(Dataset entries)
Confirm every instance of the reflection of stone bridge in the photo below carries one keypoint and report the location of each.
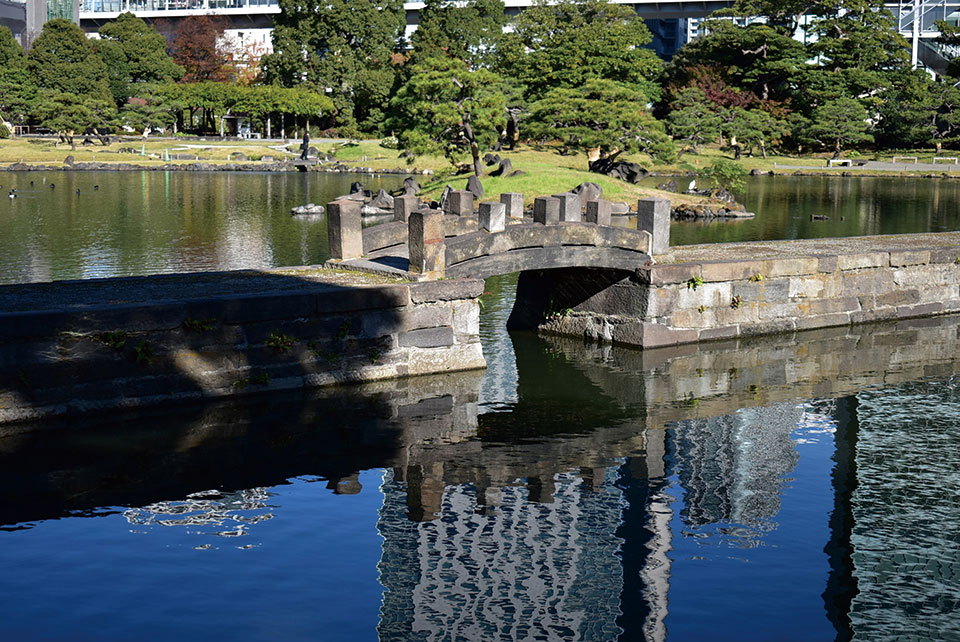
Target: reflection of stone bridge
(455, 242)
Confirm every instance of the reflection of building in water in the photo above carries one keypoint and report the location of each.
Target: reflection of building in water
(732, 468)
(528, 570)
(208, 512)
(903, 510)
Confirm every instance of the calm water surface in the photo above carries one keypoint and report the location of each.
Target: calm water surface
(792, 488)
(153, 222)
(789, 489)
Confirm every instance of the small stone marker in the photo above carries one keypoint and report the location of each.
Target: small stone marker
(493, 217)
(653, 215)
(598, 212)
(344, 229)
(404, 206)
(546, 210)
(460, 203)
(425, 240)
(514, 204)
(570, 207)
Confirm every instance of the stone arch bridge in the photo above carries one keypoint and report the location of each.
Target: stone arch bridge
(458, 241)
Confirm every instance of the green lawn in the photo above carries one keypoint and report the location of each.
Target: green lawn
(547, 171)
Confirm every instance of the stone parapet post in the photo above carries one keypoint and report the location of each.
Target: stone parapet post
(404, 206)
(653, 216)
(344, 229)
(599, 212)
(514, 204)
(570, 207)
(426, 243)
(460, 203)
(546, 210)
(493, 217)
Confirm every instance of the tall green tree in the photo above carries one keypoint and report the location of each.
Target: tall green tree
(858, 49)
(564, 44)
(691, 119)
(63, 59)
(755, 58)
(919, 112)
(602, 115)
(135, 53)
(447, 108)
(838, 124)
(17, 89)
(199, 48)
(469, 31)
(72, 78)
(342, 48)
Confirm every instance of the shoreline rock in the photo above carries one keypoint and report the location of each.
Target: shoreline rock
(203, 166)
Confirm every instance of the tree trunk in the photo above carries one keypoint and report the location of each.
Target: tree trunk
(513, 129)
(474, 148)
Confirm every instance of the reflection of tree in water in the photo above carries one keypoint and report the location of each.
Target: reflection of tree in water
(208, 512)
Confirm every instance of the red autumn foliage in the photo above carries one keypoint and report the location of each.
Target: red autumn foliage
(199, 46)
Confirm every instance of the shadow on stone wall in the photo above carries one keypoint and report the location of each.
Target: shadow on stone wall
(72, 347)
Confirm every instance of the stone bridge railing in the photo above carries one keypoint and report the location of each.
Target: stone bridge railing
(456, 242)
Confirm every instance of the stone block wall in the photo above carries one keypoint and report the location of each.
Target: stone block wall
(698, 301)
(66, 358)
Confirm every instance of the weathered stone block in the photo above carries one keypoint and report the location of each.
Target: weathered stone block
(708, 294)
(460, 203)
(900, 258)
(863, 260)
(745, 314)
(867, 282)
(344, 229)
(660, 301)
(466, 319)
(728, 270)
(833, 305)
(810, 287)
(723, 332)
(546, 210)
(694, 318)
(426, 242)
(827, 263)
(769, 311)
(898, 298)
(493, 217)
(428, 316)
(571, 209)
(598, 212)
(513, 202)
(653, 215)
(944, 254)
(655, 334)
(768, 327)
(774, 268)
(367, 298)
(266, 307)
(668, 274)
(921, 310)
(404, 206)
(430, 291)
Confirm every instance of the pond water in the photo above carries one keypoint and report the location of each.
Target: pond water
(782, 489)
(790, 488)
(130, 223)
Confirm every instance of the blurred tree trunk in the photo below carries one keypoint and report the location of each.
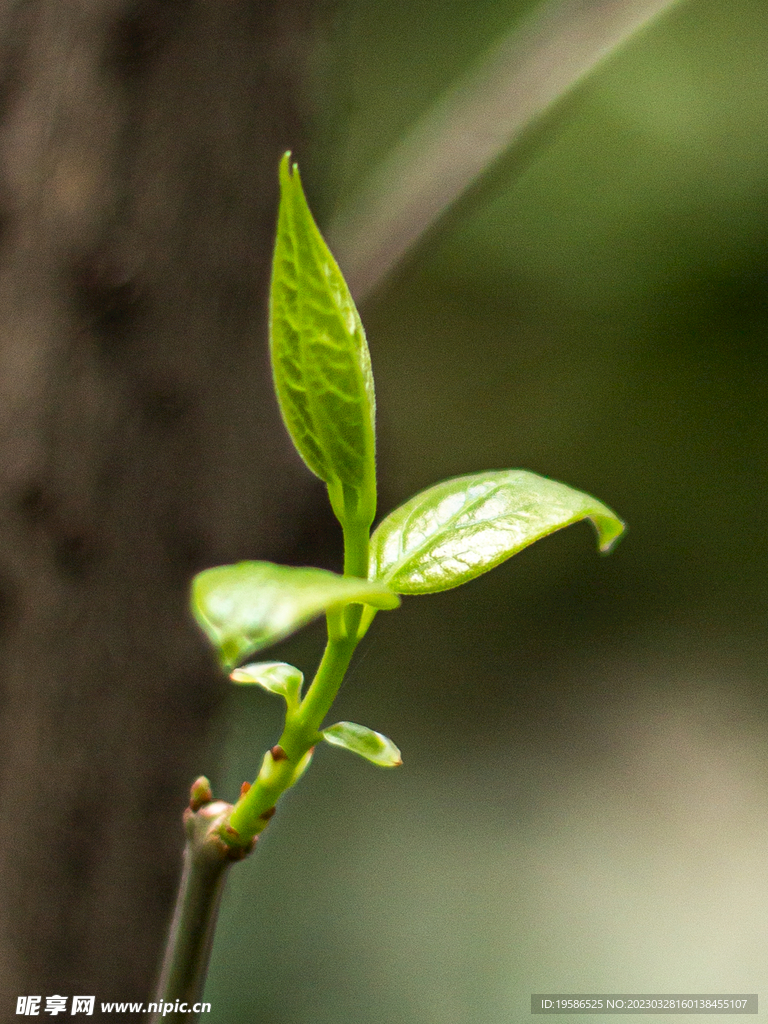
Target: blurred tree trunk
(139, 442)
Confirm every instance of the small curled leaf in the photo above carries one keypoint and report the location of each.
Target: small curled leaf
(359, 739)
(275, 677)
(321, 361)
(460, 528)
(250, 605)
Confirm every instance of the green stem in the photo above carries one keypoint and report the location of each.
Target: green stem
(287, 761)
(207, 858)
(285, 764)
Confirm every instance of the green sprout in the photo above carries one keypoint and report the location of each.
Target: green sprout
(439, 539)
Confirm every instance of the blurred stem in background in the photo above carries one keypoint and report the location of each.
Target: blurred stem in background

**REQUIRED WORK**
Reproduce all of the data above with every "carries one keypoint" changed to "is marked with a single keypoint" and nothing else altered. Omit the pictures from your output.

**REPLY**
Confirm every instance of the reflection of stone bridge in the photo below is marked with a single keypoint and report the location of each.
Target: reflection of stone bridge
(455, 242)
Confirm every instance of the reflection of building in water in the photo above is marked with a single keypoint and report the location of each.
Target: reflection of building in water
(732, 468)
(528, 570)
(208, 512)
(903, 510)
Confirm every instance of the calm water surface in the photo above is marked with a single keypoint and report the location of each.
Target: calm water surface
(792, 488)
(153, 222)
(789, 489)
Confirm every instance of the small stone marker in the photo above is marked with a single keypoint and report the location of each.
Target: small stone marker
(493, 217)
(653, 215)
(598, 212)
(344, 229)
(404, 206)
(546, 210)
(460, 203)
(425, 240)
(514, 204)
(570, 207)
Confirm every instance of the stone arch bridge in the photo above is marked with a single keypoint and report the location of each.
Target: stone arch bridge
(458, 241)
Confirm every instance of the green lawn in the photo above is marked with a single keypoint and report the location of each.
Target: green lawn
(547, 171)
Confirm every instance of the stone parapet post in the photo above is marked with a single keypoint and report the location of each.
Target: stone parapet post
(404, 206)
(653, 216)
(344, 229)
(599, 212)
(514, 204)
(570, 207)
(426, 243)
(460, 203)
(546, 210)
(493, 217)
Confirm every instance of the tall green tree in the photo above is marked with a single keypoint and report the location of each.
Target: tall green tree
(858, 49)
(564, 44)
(691, 119)
(63, 59)
(755, 58)
(919, 112)
(602, 115)
(135, 53)
(447, 108)
(838, 124)
(17, 89)
(199, 48)
(469, 31)
(72, 78)
(342, 48)
Confirm every instance of the shoreline rock in the photo above is marked with a single keypoint and report the location of each.
Target: shoreline rock
(203, 166)
Confirm every instance of the tree trunk in the photo above is marked with a single keypoint and report the location of each.
Target: tree trunk
(513, 129)
(474, 148)
Confirm every instance of the reflection of tree in water in the photo above is marked with a single keypoint and report the location of each.
Target: reflection of tree in water
(208, 512)
Confirm every instance of the red autumn foliage in the photo above is marked with a single keypoint and report the location of each.
Target: red autumn foliage
(199, 46)
Confirm every instance of the shadow on stone wall in the photo above is marked with a single keypoint and report the location of each.
Target: shadow on stone wall
(72, 347)
Confirm every instance of the stone bridge railing in the photo above is marked with a single keypoint and report the location of each.
Target: stone bridge railing
(456, 242)
Confirm every instance of the stone block wall in the photo above is marked with a single keypoint and report the location of each.
Target: stone block wall
(698, 301)
(66, 358)
Confirm every instance of the weathered stone block in the photo above is marked with a single keypoint and report the location of each.
Target: weathered stone block
(708, 294)
(460, 203)
(900, 258)
(863, 260)
(745, 314)
(867, 282)
(344, 229)
(660, 301)
(466, 319)
(728, 270)
(833, 305)
(810, 287)
(723, 332)
(546, 210)
(694, 318)
(426, 242)
(827, 263)
(769, 311)
(898, 298)
(493, 217)
(428, 316)
(571, 209)
(598, 212)
(513, 202)
(653, 215)
(944, 254)
(655, 334)
(768, 327)
(774, 268)
(367, 298)
(266, 307)
(668, 274)
(921, 310)
(404, 206)
(430, 291)
Confirm every instance of the pond water in the photo above is marked with a single keypoint and report the location of each.
Target: pond water
(782, 489)
(790, 488)
(130, 223)
Confirm every instance of the blurred tree trunk in the photo below is marked with a single keypoint and report the location of each.
Target: blurred tree trunk
(139, 442)
Confirm every instance of the small curled leaf in the photo above is marked with a single keypoint and report the location of each.
Target: small curled leaf
(359, 739)
(275, 677)
(321, 361)
(460, 528)
(250, 605)
Confirm every instance of the green stem in the photo above is marked with a single keypoint and report the location of each.
Target: green stem
(287, 761)
(207, 858)
(285, 764)
Confirm every instance of the green sprout in the photo above is marked with a single keypoint and report the location of each.
Target: green sprout
(439, 539)
Confirm every instance of the blurred stem in background in the photo above is marked with a single keypoint and report the location of each.
Target: blurred stem in background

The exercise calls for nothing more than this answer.